[MATERIALS PROVIDED]
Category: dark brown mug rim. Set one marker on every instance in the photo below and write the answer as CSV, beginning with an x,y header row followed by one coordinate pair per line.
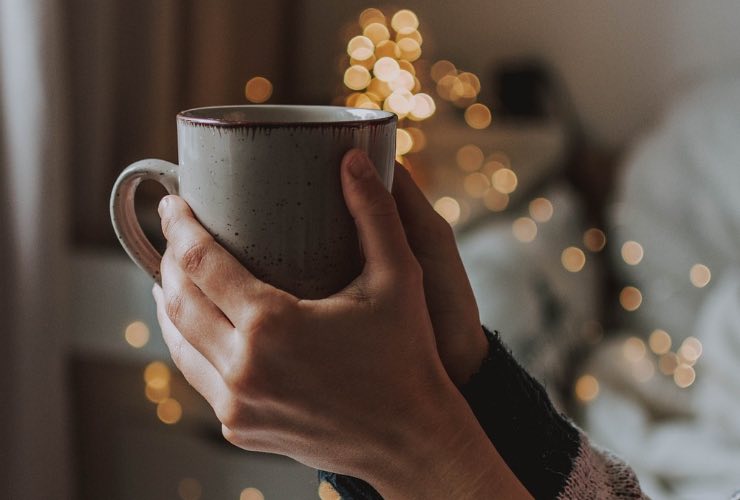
x,y
187,117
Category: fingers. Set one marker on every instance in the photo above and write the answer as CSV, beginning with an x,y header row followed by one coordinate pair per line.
x,y
374,210
429,235
214,270
196,369
194,315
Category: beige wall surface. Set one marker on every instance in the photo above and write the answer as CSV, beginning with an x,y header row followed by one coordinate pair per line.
x,y
620,59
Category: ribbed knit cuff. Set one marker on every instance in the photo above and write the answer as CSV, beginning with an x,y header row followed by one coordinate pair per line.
x,y
534,439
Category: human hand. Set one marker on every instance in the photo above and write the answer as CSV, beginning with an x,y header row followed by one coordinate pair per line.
x,y
352,383
449,296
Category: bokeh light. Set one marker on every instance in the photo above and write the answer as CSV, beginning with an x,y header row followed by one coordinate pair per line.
x,y
587,388
630,298
659,341
632,253
169,411
478,116
594,239
357,77
137,334
700,275
524,229
157,374
504,181
449,209
540,209
684,375
258,89
573,259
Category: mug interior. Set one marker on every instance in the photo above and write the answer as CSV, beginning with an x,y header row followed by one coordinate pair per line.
x,y
281,115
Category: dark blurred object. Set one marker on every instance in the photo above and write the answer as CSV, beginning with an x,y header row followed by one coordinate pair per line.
x,y
523,89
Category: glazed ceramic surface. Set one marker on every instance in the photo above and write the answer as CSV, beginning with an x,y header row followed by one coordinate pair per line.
x,y
265,182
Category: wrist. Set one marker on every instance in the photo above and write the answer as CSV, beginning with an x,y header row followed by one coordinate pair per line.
x,y
444,454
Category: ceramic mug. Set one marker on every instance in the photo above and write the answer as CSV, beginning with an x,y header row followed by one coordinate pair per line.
x,y
265,182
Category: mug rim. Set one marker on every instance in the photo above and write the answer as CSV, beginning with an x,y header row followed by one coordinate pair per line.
x,y
377,117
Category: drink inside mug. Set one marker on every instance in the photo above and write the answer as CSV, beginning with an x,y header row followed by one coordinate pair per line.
x,y
264,180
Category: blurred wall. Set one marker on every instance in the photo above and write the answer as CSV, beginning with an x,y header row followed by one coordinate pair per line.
x,y
620,59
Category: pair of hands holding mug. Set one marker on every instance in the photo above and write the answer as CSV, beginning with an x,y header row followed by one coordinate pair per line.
x,y
360,383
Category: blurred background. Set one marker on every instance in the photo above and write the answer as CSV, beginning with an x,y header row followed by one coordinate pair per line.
x,y
587,154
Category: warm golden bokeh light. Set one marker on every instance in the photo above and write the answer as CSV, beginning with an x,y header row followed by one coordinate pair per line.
x,y
357,77
476,184
422,107
469,158
478,116
587,388
524,229
404,21
404,142
137,334
327,492
386,69
660,342
156,394
448,208
700,275
258,89
169,411
371,15
630,298
632,253
157,374
189,489
573,259
594,239
360,48
634,349
684,375
504,181
668,363
690,350
540,209
495,201
251,494
376,32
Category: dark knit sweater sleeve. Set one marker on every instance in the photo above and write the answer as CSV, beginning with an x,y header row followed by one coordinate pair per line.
x,y
539,444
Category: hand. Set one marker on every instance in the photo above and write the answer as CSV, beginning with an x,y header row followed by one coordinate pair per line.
x,y
352,383
449,297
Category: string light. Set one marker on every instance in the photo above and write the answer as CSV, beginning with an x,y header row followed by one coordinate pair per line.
x,y
587,388
137,334
594,239
573,259
700,275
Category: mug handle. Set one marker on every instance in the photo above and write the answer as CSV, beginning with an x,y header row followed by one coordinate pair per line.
x,y
123,216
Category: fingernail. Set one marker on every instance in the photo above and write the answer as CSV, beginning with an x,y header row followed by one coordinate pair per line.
x,y
164,205
359,165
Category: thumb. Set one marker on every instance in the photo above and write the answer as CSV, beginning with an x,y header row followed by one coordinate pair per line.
x,y
376,217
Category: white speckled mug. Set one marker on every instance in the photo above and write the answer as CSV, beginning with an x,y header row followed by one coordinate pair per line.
x,y
264,181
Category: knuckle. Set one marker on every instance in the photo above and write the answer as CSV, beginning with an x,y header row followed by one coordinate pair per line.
x,y
192,256
174,305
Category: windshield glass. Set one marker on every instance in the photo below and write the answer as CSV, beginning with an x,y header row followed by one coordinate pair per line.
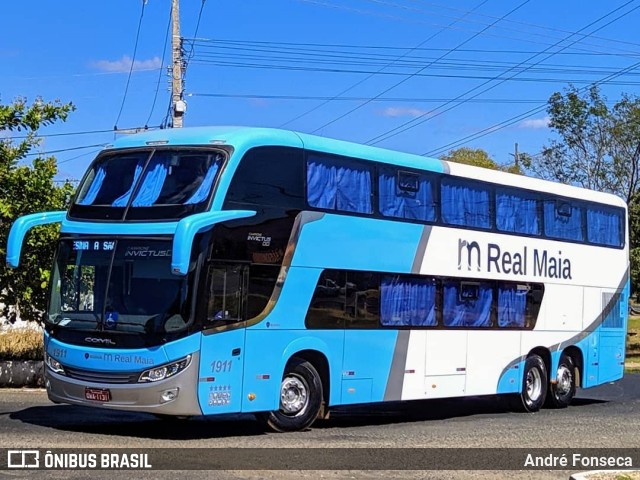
x,y
148,184
118,285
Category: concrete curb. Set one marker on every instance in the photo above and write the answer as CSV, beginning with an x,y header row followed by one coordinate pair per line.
x,y
21,373
600,474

[TASK]
Retype all entries exactly as they appear, dropping the images.

[ANSWER]
Category: dark brown mug rim. Set one marker on every instance in the photo below and write the answer as CSV, beginning with an x,y header row followed by one coordinate pair per line.
x,y
187,117
Category: fingers. Set one marker on every instance in the photo above and write the answer as CSV, beginning with an x,y header row followed by one coordinate pair per line.
x,y
374,210
429,235
214,270
196,369
194,315
Category: beige wall surface. Set one marker on every instance in the photo above and write the answer as CSV, beginning with an x,y header row followed by one coordinate pair per line.
x,y
620,59
Category: ribbed knit cuff. Set one marker on every instance in the photo above and write the answer as CSV, beginning with an x,y header row followed by one coordinate pair per line.
x,y
534,439
Category: human hand. Set one marker on every instance in the photo above and write the answer as CSV, beginning with an x,y header row followed by one coordinate pair per line.
x,y
352,383
449,296
Category: bokeh light. Set one marker on every instance in the photo above and write the answer as CSV, beginning with an x,y header row followed by one coordinate pair per line.
x,y
587,388
630,298
659,341
632,253
169,411
478,116
594,239
357,77
137,334
700,275
524,229
157,374
504,181
449,209
540,209
684,375
258,89
573,259
Category: mug interior. Set one marker on every instance in the photo above and write the answer as CSV, beginning with an x,y header row followed by one coordinate pair per line.
x,y
281,115
Category: dark blurred object. Set one marker on every instance in the photo above and write the answer as CSV, beginning with an x,y header row followed by one coordinate pair per line.
x,y
523,89
Category: glazed ceramic surface. Set one marker on every instance in the photo above and write the answer as CSV, beginning with an x,y header row followed by one coordinate pair per line.
x,y
265,182
Category: wrist. Set one marker on every instance in the photo above and write the answer as CSV, beginning with an x,y header row followed by one coordinate pair per line.
x,y
444,454
Category: ceramic mug. Set one marker on every instance in the photo above and write the answer as CSV, beginning with an x,y header row followed by one coordinate pair per line.
x,y
265,182
Category: mug rim. Set one marker on every instance in the photo above and write the answer as CSV, beginning with an x,y header row followed by one coordinate pair per line.
x,y
377,117
Category: drink inside mug. Set one marker on every instance in the photo above and write the answer as CSV, beginning with an x,y header row followed by one coordinate pair per line.
x,y
264,180
Category: blurred wall. Set one marker on every instance in the photo above and write the answer as CSV, beginning with an x,y header row followed by one coordinate pair per line.
x,y
620,59
Category: pair of hands holding mug. Set one marker on every instance in the photo above and write the answer as CSV, beginning with an x,y header row followed by one coordinate pair per line.
x,y
360,383
Category: blurred background. Set one marker on every instance in the photo above and write the answer as CSV, beginning with an x,y header row followed by one coordinate pair per line.
x,y
587,154
Category: warm golden bokeh light. Set one marker on every instance in the photo above and write the answer as CSV, beginning with an x,y header row followed by one coordinate pair per line.
x,y
357,77
476,184
422,107
469,158
478,116
587,388
524,229
404,21
404,142
137,334
327,492
386,69
660,342
156,394
448,208
700,275
258,89
169,411
371,15
630,298
632,253
157,374
189,489
573,259
594,239
360,48
634,349
684,375
504,181
668,363
690,350
540,209
495,201
251,494
376,32
Category: dark knit sweater sleeve. Set one marker on every instance in the photo above and write the answer as CSV, beginning with an x,y header row followed by one coordinate pair per line.
x,y
539,444
Category: hand. Set one marker on every instance in the photo above and write the answer as CSV, beginning with an x,y header row followed by one coordinate pair per line.
x,y
352,383
449,297
Category: string light. Set one marker on every instance in the photo above and write the answer as CSV, beginning with an x,y header row followed by one coordinate pair per line.
x,y
587,388
137,334
594,239
573,259
700,275
Category: mug handle. Set one marker on every instance in the photo above and write the answer as CSV, beginning with an x,y header row followed by one coordinate pair per line.
x,y
123,216
Category: fingernail. Set one marker on every instance in the photo above and write the answer as CSV, beginning with an x,y header row followed by one coordinate pair per line.
x,y
164,205
359,165
Category: thumb. Set one marker on every instance in the photo above and write the answer as CSV, beginning with an x,y header row followed by one coordinate pair per line.
x,y
376,217
Category: white speckled mug. Set one marker on every instance in the photo above and write the answer as CSV, beginning with an x,y header row followed by one coordinate pair per line.
x,y
264,181
Category: knuckle. Set one marker on every instance in the photo above and write the answer as CSV, beginning with an x,y header row followed by one coordinate pair per line.
x,y
192,256
174,305
Category: windshield glass. Set one marker on every instance in the photo below and write the answer as CSV, beginning with an x,y header row followed by one coordinate pair per line.
x,y
148,184
118,285
Category: concrete curb. Set one marker on every instance in the photo above and write the answer as CSV, beginning with an x,y header row followed by one coordinate pair per line.
x,y
21,373
600,474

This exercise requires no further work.